**AIM:** In the records, change "Format example" to "Sample format" in the part that opens with the line containing "Category: man's right hand" and closes with the line containing "pixel 557 583", leaving everything else unchanged. Return only those lines.

%%

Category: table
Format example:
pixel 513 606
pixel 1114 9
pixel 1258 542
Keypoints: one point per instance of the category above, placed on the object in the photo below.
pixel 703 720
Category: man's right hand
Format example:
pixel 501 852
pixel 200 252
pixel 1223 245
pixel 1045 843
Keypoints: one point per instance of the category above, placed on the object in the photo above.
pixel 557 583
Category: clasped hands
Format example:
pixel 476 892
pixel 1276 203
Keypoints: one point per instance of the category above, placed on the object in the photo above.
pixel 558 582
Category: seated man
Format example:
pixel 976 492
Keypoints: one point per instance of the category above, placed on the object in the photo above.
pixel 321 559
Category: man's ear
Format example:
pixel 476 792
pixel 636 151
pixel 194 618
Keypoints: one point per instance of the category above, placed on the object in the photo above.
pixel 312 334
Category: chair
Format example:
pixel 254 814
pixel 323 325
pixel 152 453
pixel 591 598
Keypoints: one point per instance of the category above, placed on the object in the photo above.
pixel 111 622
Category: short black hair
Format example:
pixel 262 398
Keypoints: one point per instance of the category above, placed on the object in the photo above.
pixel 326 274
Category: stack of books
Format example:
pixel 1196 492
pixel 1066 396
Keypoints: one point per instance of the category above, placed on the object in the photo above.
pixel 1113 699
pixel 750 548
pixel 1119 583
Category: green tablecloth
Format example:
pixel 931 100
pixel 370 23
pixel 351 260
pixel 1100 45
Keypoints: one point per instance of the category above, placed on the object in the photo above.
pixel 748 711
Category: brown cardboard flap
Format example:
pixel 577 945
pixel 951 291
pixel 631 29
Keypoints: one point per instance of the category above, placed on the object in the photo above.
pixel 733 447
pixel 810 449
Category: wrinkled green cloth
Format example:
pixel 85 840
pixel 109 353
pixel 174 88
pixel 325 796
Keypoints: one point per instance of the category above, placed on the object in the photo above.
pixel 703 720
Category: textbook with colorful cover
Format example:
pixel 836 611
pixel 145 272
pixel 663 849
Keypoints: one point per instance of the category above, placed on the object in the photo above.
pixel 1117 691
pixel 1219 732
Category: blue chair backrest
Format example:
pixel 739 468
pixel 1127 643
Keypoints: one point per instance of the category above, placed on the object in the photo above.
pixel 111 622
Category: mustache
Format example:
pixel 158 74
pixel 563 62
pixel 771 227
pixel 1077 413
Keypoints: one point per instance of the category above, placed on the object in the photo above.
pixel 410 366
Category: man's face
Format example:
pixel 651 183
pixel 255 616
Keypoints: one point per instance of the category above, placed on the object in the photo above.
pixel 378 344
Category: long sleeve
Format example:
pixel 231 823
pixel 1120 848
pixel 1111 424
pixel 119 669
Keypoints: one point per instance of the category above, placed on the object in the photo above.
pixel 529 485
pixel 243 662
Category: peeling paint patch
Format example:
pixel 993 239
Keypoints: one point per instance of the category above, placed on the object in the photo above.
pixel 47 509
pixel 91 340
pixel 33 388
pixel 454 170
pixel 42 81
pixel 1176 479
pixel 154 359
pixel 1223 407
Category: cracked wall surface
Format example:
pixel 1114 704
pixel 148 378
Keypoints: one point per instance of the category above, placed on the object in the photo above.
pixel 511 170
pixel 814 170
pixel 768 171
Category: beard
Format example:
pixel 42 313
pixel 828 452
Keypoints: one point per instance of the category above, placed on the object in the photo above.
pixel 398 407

%%
%%

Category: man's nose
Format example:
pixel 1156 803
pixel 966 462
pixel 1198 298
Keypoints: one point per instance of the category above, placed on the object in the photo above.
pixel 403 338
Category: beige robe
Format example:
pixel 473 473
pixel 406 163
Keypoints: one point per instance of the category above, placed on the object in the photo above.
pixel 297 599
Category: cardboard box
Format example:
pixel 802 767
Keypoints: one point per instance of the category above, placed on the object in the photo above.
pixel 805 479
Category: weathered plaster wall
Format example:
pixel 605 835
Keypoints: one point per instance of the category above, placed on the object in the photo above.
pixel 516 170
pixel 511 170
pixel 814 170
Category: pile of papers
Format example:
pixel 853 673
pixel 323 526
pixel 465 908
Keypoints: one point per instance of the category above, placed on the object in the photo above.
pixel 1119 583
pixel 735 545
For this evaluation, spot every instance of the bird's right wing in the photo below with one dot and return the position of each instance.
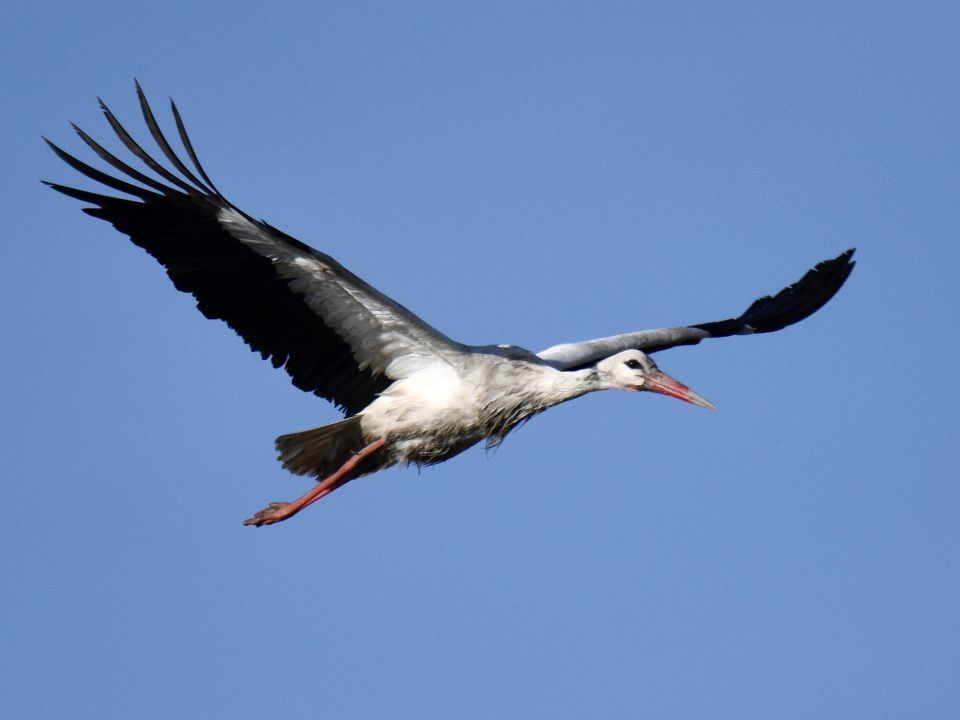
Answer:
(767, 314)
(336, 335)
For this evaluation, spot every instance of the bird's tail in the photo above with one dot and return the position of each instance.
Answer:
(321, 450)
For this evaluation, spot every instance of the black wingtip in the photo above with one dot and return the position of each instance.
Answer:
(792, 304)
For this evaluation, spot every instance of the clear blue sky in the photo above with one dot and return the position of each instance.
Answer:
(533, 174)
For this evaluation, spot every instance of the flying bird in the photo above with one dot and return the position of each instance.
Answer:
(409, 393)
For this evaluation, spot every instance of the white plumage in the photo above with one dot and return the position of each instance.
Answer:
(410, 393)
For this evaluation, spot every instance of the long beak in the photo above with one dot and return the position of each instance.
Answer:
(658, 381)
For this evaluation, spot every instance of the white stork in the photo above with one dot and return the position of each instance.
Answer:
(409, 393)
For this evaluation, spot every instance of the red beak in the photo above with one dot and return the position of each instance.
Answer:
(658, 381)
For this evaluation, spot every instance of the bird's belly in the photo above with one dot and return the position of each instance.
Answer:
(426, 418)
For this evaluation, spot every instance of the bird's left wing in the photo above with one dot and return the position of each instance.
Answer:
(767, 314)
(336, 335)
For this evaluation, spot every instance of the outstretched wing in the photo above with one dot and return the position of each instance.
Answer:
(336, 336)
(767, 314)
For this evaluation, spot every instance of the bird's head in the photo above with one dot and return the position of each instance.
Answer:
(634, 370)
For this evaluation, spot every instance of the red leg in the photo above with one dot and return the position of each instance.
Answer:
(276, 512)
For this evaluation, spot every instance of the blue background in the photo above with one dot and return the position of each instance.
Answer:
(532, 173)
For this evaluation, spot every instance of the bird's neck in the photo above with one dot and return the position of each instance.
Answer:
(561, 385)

%%

**COMPLETE RESPONSE:**
Category: man's right hand
Sample format:
pixel 501 852
pixel 200 252
pixel 1223 245
pixel 1045 843
Keypoints: one point per instance of the category above, placed on the object in the photo above.
pixel 557 583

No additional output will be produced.